**What to do**
Rewrite the listing below, substituting "pin" for every occurrence of "marker" and leaving all other text unchanged. Omit the pictures from your output.

##### Dataset records

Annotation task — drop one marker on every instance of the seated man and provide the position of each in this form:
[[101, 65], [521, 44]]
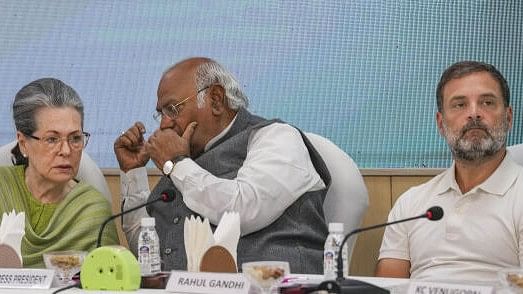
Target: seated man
[[481, 193], [222, 158]]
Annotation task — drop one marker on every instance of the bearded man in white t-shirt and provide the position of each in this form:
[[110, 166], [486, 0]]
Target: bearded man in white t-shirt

##########

**Task result**
Annotation task — drop one pin on every instance of the seated man and provide the position of each in this form:
[[101, 65], [521, 44]]
Target: seated man
[[481, 193], [222, 158]]
Annotation task — drop one pin on every instance of the bearded man in white t-shirt and provide the position of each in this form:
[[110, 166], [486, 0]]
Target: bearded man in white t-shirt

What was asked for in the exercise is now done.